[Textauszug]

= = = =

Ein blutiger Willkommensgruß

TERROR Es war der schwerste Anschlag der letzten zwei Jahre, unter den Opfern sind viele Frauen und Kinder. Die Bluttat überschattet die Pakistan-Visite von US-Außenministerin Clinton. Auch in Kabul gab es wieder Tote

Im Nordwesten von Pakistan wird auch die Führung von al-Qaida vermutet

AUS DELHI SASCHA ZASTIRAL

Apokalyptische Szene spielen sich am Mittwochmorgen in Peschawar im Nordwesten Pakistans ab: Ein gewaltiger Sprengsatz explodiert auf einem großen Markt im Stadtteil Peepal Mandi in der Altstadt. Die engen Gassen waren, wie an jedem Morgen, mit Menschen überfüllt. Mindestens ein Dutzend Geschäfte liegen in Schutt und Asche. Häuser stehen in Flammen, Menschen ziehen blutüberströmte Verletzte aus den Trümmern. Verzweifelte suchen nach ihren Angehörigen. Mehr als 90 Menschen sind tot, die meisten von ihnen Frauen. Mehr als 150 wurden durch die Explosion verletzt, die von einer Autobombe verursacht wurde.

Es war der schwerste Anschlag in Pakistan seit zwei Jahren. Wegen der Lage von Peschawar – es befindet sich in der Nähe der umkämpften Stammesgebiete an der Grenze zu Afghanistan – ist es hier in diesem Jahr bereits zu mehrere schweren Selbstmord- und Bombenanschlägen der „Tehrik-i-Taliban Pakistan“, der Taliban-Bewegung in Pakistan (TTP), gekommen. Allein in diesem Monat wurde Peschawar bereits fünfmal attackiert. Doch dieser Anschlag hatte vermutlich eine ganz spezielle Adressatin: Denn er hat sich nur wenige Stunden nach der Ankunft von US-Außenministerin Hillary Clinton in Pakistan ereignet.

„Pakistan befindet sich inmitten eines fortgesetzten Kampfes gegen hartnäckige und brutale Extremistengruppen, die unschuldige Menschen töten und Gemeinschaften terrorisieren“, sagte Clinton in Islamabad. Washington stehe „Schulter an Schulter mit dem pakistanischen Volk“ in seinem „Kampf für Frieden und Sicherheit“.

= = = =

[Rohdaten]
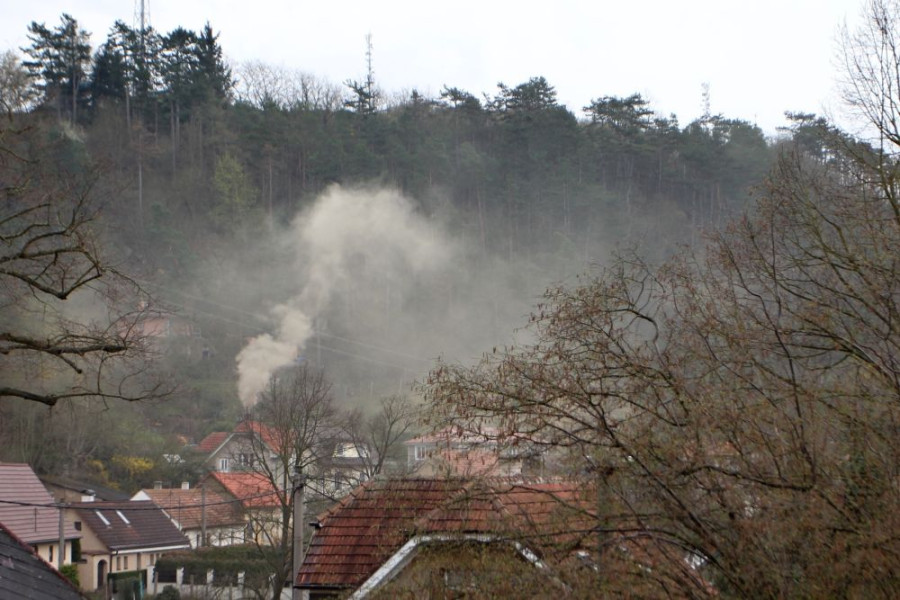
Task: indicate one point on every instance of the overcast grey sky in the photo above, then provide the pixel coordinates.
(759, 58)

= = = =

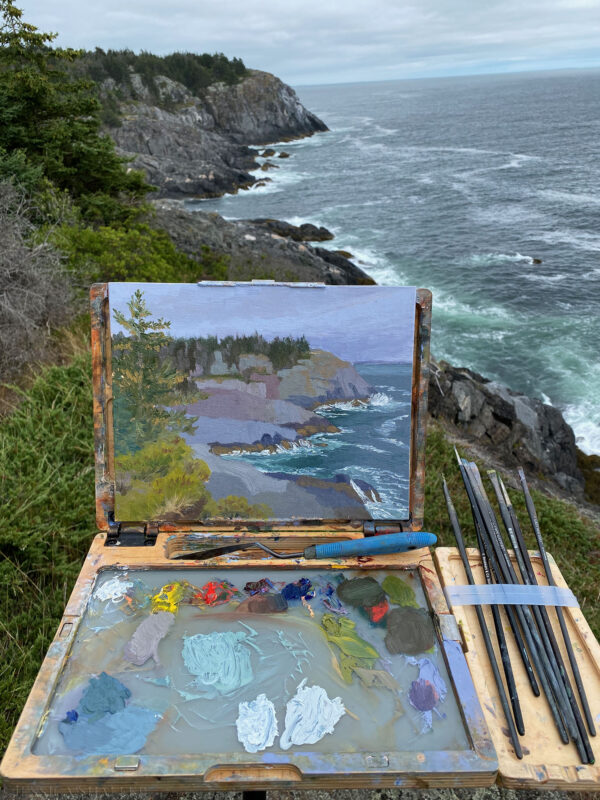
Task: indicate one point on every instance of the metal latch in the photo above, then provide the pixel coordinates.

= = = =

[Deine Aufgabe] Schreib im Text über den Anschlag in Peschawar den Abschnitt von „Apokalyptische Szene spielen“ bis „Autobombe verursacht wurde.“ noch einmal ab und setze dabei „Innenstadt“ an die Stelle von „Altstadt“.

[Erledigte Aufgabe]
Apokalyptische Szene spielen sich am Mittwochmorgen in Peschawar im Nordwesten Pakistans ab: Ein gewaltiger Sprengsatz explodiert auf einem großen Markt im Stadtteil Peepal Mandi in der Innenstadt. Die engen Gassen waren, wie an jedem Morgen, mit Menschen überfüllt. Mindestens ein Dutzend Geschäfte liegen in Schutt und Asche. Häuser stehen in Flammen, Menschen ziehen blutüberströmte Verletzte aus den Trümmern. Verzweifelte suchen nach ihren Angehörigen. Mehr als 90 Menschen sind tot, die meisten von ihnen Frauen. Mehr als 150 wurden durch die Explosion verletzt, die von einer Autobombe verursacht wurde.